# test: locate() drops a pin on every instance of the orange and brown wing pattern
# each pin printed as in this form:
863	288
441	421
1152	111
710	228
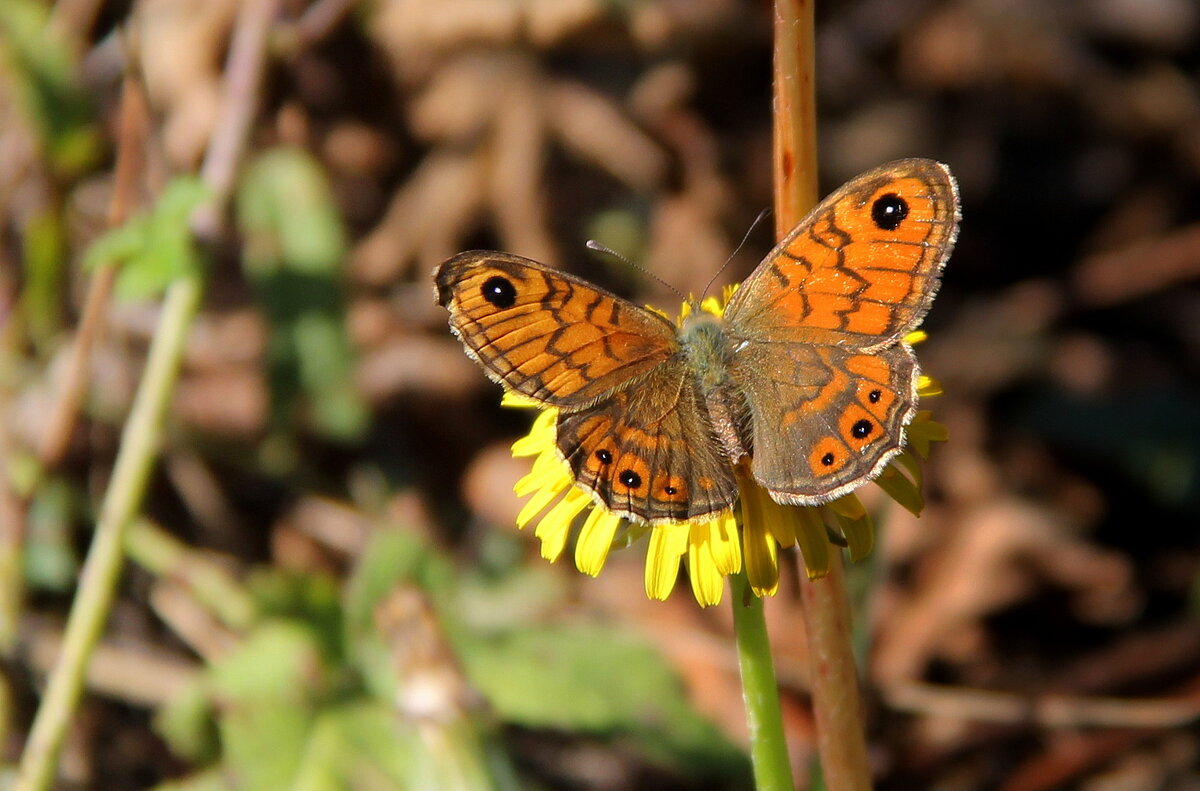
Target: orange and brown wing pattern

.....

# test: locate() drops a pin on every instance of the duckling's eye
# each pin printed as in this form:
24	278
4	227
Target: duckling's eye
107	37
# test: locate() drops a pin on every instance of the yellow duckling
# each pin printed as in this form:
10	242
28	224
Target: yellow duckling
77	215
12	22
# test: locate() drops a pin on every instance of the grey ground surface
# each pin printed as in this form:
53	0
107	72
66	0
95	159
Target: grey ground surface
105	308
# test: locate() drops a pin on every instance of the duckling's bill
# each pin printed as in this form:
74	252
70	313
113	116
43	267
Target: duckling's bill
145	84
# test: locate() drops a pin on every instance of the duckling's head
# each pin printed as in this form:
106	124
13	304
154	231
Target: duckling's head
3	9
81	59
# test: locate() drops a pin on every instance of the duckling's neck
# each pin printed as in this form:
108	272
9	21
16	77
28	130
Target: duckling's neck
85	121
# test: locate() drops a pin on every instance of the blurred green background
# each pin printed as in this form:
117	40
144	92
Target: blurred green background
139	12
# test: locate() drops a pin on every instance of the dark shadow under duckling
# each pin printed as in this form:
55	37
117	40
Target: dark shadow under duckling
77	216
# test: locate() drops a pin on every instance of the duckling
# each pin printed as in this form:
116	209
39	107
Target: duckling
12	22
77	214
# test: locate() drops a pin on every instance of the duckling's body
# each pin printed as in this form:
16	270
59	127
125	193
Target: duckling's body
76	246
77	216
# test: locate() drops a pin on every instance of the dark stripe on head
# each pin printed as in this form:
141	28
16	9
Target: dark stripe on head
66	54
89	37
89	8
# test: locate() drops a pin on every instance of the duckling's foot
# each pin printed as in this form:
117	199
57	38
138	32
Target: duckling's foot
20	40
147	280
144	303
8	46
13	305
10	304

.....

• _Task description_
Report every line of the data above that contains the string "dark", reproducing each such line in full.

• _Solution to this task_
# test: locate() drops a pin on every instance of the dark shadow under duckling
Target: dark shadow under duckling
# test: locate() drops a pin on every instance of the dark stripe on head
Target: dark stripe on head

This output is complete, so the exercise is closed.